Developing the next generation of aquatic health scientists


Maya Groner is a researcher who recently finished her postdoctoral fellowship and has moved into early-career opportunities, thanks in part to support from a CERC research program. Her work on ecology of marine diseases has already received significant notice, including in Science (letter, 2015) and Philosophical Transactions of the Royal Society B (2 first-author and 2 co-author articles, 2016).

Grone was part of Ian Gardner’s research program as Canada Excellence Research Chair in Aquatic Epidemiology at the University of Prince Edward Island (UPEI). Gardner’s program emphasizes developing and mentoring postdoctoral researchers to prepare them for their early-career positions.

Gardner’s program provides a map of pathways for postdoctoral researchers. The researchers can receive mentoring from faculty on their research activities, as well as regular, ongoing workshops and individualized support on science and proposal writing, curriculum vitæ and cover letter preparation, communication skills, and conference presentations.

Groner started her ecology of marine diseases research during her first year as a CERC postdoctoral fellow at UPEI. Groner’s particular stream of collaborative research on sea-star wasting disease grew out of her participation in a Research Coordination Network (RCN), funded by the United States National Science Foundation. Led by Drew Harvell of Cornell University, the Network was focused on emerging, infectious marine diseases.

========================

> [YOUR TASKS]:
A: Set down everything in the Maya Groner article from "Grone was part" down to "their early-career positions.", copying it word for word.
B: Continue the article about Maya Groner's research, picking up after its last sentence.
The records that come next are separate material and have no connection to the article about Maya Groner.

========================

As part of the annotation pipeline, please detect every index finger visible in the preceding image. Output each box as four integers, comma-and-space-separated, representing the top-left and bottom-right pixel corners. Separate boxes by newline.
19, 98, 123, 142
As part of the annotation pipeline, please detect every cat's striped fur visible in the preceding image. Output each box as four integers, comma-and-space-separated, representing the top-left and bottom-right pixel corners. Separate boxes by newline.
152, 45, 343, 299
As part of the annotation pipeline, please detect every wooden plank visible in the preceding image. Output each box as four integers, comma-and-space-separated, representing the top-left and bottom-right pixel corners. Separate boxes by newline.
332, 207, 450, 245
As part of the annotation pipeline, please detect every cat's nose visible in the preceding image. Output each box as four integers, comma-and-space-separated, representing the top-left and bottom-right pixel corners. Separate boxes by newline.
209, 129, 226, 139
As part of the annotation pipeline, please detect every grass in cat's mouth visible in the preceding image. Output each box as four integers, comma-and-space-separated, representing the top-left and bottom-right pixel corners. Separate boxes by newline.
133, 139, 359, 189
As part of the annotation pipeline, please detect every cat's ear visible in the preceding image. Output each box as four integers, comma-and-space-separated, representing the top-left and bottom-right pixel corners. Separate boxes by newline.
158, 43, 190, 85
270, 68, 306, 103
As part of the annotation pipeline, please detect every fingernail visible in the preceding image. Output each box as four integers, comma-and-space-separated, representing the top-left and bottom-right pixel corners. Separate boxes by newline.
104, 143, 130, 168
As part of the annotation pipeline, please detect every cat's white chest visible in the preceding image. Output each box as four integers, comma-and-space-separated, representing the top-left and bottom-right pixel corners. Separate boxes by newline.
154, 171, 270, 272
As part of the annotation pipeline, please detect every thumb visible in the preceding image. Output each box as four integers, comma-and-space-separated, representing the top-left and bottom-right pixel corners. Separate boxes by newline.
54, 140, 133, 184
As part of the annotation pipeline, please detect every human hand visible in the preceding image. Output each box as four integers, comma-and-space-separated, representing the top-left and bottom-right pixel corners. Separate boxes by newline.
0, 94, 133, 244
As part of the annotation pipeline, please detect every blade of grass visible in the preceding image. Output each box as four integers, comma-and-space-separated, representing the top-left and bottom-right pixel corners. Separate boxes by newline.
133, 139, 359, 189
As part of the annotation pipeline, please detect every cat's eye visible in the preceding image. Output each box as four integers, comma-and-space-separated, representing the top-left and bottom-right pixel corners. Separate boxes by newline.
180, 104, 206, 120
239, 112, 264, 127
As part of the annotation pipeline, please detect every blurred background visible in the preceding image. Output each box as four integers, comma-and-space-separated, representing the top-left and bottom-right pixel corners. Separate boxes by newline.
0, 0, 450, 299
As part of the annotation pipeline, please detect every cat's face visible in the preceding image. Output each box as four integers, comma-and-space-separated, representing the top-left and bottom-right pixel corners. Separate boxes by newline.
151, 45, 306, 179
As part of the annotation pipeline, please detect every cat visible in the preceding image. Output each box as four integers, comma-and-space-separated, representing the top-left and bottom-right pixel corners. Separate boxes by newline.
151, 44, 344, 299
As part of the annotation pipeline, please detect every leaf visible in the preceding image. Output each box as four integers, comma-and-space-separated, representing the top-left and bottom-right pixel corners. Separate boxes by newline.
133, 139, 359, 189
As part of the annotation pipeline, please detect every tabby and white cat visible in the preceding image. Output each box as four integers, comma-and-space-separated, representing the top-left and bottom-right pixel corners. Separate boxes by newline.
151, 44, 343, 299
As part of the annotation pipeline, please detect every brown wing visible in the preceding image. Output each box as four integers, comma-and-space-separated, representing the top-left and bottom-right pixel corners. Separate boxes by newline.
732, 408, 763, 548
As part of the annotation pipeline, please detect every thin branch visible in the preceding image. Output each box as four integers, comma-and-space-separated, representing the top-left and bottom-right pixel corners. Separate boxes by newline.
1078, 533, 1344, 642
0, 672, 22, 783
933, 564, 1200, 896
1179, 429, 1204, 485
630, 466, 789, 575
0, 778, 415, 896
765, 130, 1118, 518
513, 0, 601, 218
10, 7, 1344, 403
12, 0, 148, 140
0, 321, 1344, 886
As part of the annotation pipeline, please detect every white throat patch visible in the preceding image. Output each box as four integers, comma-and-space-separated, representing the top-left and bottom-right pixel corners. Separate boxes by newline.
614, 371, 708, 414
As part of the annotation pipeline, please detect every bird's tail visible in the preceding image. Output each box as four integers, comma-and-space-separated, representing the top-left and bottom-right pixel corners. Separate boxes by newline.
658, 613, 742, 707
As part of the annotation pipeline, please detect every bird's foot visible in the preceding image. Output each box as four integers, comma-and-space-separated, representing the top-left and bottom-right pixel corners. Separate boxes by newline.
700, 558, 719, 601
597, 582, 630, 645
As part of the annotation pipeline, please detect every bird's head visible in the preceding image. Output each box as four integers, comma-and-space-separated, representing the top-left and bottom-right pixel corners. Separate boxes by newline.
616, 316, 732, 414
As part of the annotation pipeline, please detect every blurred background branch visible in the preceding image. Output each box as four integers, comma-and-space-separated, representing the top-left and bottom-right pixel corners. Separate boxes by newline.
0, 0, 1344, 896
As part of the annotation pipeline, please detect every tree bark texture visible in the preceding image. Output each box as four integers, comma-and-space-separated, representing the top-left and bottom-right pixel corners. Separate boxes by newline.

========================

> [ANSWERS TO EACH TASK]:
A:
Grone was part of Ian Gardner’s research program as Canada Excellence Research Chair in Aquatic Epidemiology at the University of Prince Edward Island (UPEI). Gardner’s program emphasizes developing and mentoring postdoctoral researchers to prepare them for their early-career positions.

B:
“I joined this group when I took their course on ecology of marine diseases at the Friday Harbor Labs in Washington, in 2012, my first summer at UPEI, and have continued to collaborate with them since,” says Groner.

Her letter in Science emerged from a brainstorming session at an RCN meeting in summer 2014. It was written in support of the Marine Disease Emergency Act, which was reintroduced to the United States House of Representatives by Congressman Dennis Heck in February 2015. The legislation would provide resources and funding for diagnostics, surveillance and forecasting, as well as rapid responses to infectious marine disease outbreaks.

The letter was followed by four articles in Philosophical Transactions of the Royal Society B in early 2016. Groner was lead author on two of the articles, and co-author of the other two. One of the articles, “Managing marine disease emergencies in an era of rapid change,” was an extension of the call-to-arms letter in Science, and advocated for policy frameworks that support responses to, and management of, marine disease outbreaks.

The second article, “Lessons from sea louse and salmon epidemiology,” offered a review of mathematical and statistical models used to study the epidemiology of sea lice and salmon. The article highlights their value in guiding sustainable aquaculture management decision-making.

Says Groner, “I think [the publications] and the US collaboration have opened up a number of doors for me, including my current job with Jeff Shields and John Hoenig at VIMS [Virginia Institute of Marine Science], where I am working on the epidemiology of lobster shell disease.”

Gardner’s CERC program has, to date, prepared six postdoctoral researchers for their current careers, with another eight now in the program.